## Task directions
Rewrite the material below, changing every "evaluation benchmark" to "validation set" and leaving all else untouched.
--- START OF Extracted material ---
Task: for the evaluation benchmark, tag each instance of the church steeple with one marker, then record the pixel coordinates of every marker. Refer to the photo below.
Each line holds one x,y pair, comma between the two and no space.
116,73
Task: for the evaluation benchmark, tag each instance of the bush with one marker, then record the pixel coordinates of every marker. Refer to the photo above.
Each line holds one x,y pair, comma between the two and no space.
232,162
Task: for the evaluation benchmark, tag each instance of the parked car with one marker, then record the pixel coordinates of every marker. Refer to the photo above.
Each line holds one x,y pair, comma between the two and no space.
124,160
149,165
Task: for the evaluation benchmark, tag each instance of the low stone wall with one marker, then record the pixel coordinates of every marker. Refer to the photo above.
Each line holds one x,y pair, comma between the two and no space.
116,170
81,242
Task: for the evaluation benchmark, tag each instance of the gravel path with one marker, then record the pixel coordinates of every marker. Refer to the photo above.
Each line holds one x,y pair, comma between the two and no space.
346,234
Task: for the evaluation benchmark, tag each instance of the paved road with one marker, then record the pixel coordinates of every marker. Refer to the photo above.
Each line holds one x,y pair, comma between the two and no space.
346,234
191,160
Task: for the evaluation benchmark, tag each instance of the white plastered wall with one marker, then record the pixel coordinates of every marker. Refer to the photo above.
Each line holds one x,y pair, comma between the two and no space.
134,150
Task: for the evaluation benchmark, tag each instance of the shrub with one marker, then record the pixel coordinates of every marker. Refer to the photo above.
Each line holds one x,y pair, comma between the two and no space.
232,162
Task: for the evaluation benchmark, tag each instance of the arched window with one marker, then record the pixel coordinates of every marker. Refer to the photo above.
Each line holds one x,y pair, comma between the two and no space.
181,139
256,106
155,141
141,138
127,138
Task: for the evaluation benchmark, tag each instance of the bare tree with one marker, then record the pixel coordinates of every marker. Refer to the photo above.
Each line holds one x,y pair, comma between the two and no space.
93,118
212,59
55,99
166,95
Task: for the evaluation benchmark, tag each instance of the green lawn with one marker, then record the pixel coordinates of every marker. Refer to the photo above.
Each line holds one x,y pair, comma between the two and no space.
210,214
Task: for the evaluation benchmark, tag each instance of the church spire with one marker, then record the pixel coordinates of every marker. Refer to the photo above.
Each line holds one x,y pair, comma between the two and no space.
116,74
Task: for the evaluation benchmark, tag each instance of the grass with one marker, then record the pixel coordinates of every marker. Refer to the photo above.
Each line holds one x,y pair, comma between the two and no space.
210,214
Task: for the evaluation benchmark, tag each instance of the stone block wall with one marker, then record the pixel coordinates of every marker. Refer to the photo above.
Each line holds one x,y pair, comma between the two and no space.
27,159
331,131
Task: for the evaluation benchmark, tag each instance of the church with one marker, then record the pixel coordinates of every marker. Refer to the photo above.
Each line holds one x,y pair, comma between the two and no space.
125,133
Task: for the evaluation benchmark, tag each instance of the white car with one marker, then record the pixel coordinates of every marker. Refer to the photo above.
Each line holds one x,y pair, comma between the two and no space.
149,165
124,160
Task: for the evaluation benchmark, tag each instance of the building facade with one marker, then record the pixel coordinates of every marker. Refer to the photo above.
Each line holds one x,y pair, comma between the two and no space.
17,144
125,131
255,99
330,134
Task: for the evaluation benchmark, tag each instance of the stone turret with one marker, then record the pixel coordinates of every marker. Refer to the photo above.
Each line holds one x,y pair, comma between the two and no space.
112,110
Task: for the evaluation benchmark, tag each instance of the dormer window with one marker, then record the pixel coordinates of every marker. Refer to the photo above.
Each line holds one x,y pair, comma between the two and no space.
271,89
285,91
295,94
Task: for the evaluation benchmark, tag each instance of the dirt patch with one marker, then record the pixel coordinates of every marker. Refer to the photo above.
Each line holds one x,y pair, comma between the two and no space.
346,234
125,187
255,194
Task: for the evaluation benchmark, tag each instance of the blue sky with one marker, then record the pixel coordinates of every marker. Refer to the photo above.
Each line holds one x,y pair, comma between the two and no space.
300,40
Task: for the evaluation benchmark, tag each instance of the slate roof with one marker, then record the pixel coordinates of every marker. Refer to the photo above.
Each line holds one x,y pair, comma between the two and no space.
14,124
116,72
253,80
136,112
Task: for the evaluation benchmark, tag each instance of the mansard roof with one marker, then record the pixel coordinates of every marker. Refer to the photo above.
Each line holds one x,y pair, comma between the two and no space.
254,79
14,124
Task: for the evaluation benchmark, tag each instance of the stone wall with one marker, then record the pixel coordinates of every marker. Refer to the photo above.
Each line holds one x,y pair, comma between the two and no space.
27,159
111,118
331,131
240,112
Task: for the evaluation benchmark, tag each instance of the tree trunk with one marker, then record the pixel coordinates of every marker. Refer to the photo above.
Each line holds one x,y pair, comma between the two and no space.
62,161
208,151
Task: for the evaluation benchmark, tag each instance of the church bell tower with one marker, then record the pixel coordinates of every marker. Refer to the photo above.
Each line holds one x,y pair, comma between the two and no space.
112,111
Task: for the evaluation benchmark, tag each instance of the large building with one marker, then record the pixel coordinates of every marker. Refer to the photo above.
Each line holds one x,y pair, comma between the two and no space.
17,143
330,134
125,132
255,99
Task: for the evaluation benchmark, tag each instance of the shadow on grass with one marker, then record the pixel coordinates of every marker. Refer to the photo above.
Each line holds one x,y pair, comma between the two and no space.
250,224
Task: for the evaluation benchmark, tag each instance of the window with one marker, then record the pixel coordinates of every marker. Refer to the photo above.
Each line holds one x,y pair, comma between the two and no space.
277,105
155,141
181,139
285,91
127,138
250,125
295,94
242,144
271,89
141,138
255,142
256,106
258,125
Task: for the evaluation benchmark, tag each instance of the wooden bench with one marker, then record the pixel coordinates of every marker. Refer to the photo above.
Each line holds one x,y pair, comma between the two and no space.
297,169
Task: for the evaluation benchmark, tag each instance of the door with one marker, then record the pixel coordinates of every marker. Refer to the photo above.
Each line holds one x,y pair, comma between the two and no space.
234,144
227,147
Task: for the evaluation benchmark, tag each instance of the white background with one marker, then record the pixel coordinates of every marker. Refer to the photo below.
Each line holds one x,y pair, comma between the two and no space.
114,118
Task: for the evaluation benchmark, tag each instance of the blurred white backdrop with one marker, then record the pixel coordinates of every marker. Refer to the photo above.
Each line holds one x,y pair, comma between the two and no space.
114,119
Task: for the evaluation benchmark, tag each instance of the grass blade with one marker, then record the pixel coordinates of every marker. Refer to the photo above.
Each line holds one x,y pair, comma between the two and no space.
--- END OF Extracted material ---
## Answer to the task
Task: for the validation set, tag each instance of the church steeple with one marker, then record the pixel coordinates of every marker. Refer to the photo below.
Each line holds one x,y pair, comma between the two and no space.
116,73
Task: for the validation set, tag each instance of the bush with one marker, then record the pixel coordinates of every marker. Refer to the photo above.
Each line holds one x,y pair, comma between the two and no space.
232,162
Task: for the validation set, tag each instance of the parked car with one marker, then record the pixel coordinates of every marker. Refer to the photo above.
Each line holds one x,y pair, comma between the two and no space.
124,160
149,165
Task: for the validation set, tag each instance of the low stone wall with one marker, then record the pixel coordinates of every marker. Refer to the photo above.
Each line holds one x,y pair, comma between the two and no space.
116,170
81,242
Task: for the validation set, tag each instance of the gravel path with one marker, then record the pixel coordinates of every marker. Refer to the photo above.
Each line holds one x,y pair, comma between the two and no space.
346,234
Task: for the validation set, tag each instance of the paved road with one marker, then record the pixel coordinates of every marker. Refer to the photo above.
Each line holds one x,y pair, comma between the two and no space.
346,234
191,160
Task: for the validation set, tag each instance of the white plastered wall with one marker, then record the pixel coordinates of every marker. Refer to the photo above.
Each line holds one x,y pair, comma between the two and no space.
134,150
Task: for the validation set, tag each instance of the shrub with one marker, then record the pixel coordinates of every marker. Refer to the photo above.
Each line holds one x,y pair, comma between the two and no space.
232,162
Task: for the validation set, tag each instance of the arched window with one marker, then record the pixel coordinates of every marker. Refer to the photo above.
Each line holds one x,y pair, comma between the two and no space.
181,139
256,106
155,141
141,138
127,138
Task: for the validation set, tag each instance of the bare tree with one marker, then record the pixel coordinates of every marker. Refer to the photo above.
Each line holds one x,y pair, comma between the two and no space.
93,118
212,59
55,99
166,95
Task: for the validation set, tag each instance of the green lawn with one marker, then record the pixel coordinates of every marker. Refer to the photo above.
Each line holds one x,y pair, comma between the two and no space.
210,214
Task: for the validation set, tag each instance of the church spire with one marker, then record the pixel coordinates of every marker. Refer to the photo above.
Each line holds one x,y pair, comma between the two and no space.
116,74
Task: for the validation set, tag each instance of the grass with one marker, then record the pixel coordinates of every marker. Refer to the photo above.
Each line holds one x,y pair, comma between the two and no space.
210,214
Task: for the validation set, tag each instance of the stone block wall with one marker, then record the pixel coordinates of every marker. Refer to the photo above.
Each line holds one x,y pair, comma between the two and no space.
27,159
331,131
Task: for the validation set, tag each instance of the church with one marker, then record the pixel coordinates of every marker. Refer to the photo above.
Each line holds one x,y pair, comma between the two and no space.
125,133
Task: for the validation set, tag each instance of the white car with one marker, then record the pixel coordinates of every marker. Refer to the photo above.
Each line holds one x,y pair, comma between the two and no space.
149,165
124,160
Task: for the validation set, tag each instance of the building facade with one marker, then record the pixel coordinates of every marker. Refer to the photo above.
Each line holds one x,y pair, comma between the two and no space.
17,144
125,131
255,99
330,134
Task: for the validation set, tag each instance of the stone turret with one marker, then record the pixel coordinates of every marker. Refer to the photo above.
Each line holds one x,y pair, comma between the two and no space.
112,110
Task: for the validation set, tag each instance of the dormer window with one marker, then record the pixel coordinates of every marker. Refer to the photo above.
Each line holds one x,y pair, comma between the two and no space.
271,89
285,91
295,94
Task: for the validation set, tag each instance of the dirt patch with one marker, then record the pixel coordinates of every marker. Refer to the photo above.
Each line holds one x,y pair, comma between the two and no space.
346,234
125,187
255,194
Task: for the validation set, tag each instance of the blue sky with one marker, then record the pixel coordinates of every marker. Refer to the photo above.
Each line holds one x,y pair, comma between the two and no space.
300,40
Task: for the validation set, tag each instance of the slate roof with one marker, then record the pixel coordinates of every marker. Refer to the photo above.
Each line holds one x,y pair, comma between the two and no space.
14,124
116,72
253,80
136,112
Task: for the validation set, tag each instance of the mansard roof with one marker, then record the pixel coordinates of every marker. Refer to the photo above.
Each line holds one x,y pair, comma between the two and no space.
254,79
14,124
Task: for the validation set, tag each instance of the stone wall with one marker, then record the pixel coordinates of every marker. Refer to the photo above.
Each line holds one x,y pair, comma between the two and no space.
27,159
111,118
331,131
240,112
Task: for the validation set, tag each instance of the tree trunk with one marker, then record the pixel coordinates of every marker. Refer to the photo above.
Each line holds one x,y pair, comma between the two and no space.
62,161
208,151
Task: for the validation set, tag each instance of the church bell tower with one marker, then record the pixel coordinates of every marker. Refer to the photo above.
Each line holds one x,y pair, comma between the two and no space.
112,111
Task: for the validation set, tag each instance of the large building with one marker, then record the pixel coordinates of every marker. Refer to the photo above.
Each line holds one x,y pair, comma between the two and no space.
17,143
330,134
125,132
255,99
Task: for the validation set, tag each instance of the shadow on grass with one marker, then record the pixel coordinates of every marker. Refer to the photo above.
Each line holds one x,y pair, comma between the two and no space.
250,224
Task: for the validation set, tag each instance of the window with one marker, then record the pixel coordinates of every marker. Refer to the photo above.
Each line holds one x,y pair, comma between the two and no space.
277,105
155,141
181,139
285,91
127,138
250,125
295,94
242,144
271,89
141,138
255,142
256,106
258,125
Task: for the validation set, tag each instance of the wooden bench with one marker, then record the pixel coordinates of every marker. Refer to the photo above.
Each line holds one x,y pair, comma between the two and no space.
297,169
Task: for the validation set, tag each instance of the door with one marker, then record the pixel coordinates of every marker. Refer to the photo above.
Each line holds one x,y pair, comma between the two and no space.
234,144
227,147
Task: for the validation set, tag each instance of the white background with one marker, then record the pixel coordinates of every marker. Refer to the photo below.
Each line holds one x,y pair, comma between the two and no space.
114,118
Task: for the validation set, tag each instance of the blurred white backdrop with one marker, then record the pixel coordinates of every marker. Refer to the photo above.
Each line holds one x,y pair, comma between the two and no space.
114,119
Task: for the validation set, tag each instance of the grass blade with one marker, then record the pixel coordinates of every marker. Refer to the photo above.
Each line holds one x,y pair, comma between the two and no space.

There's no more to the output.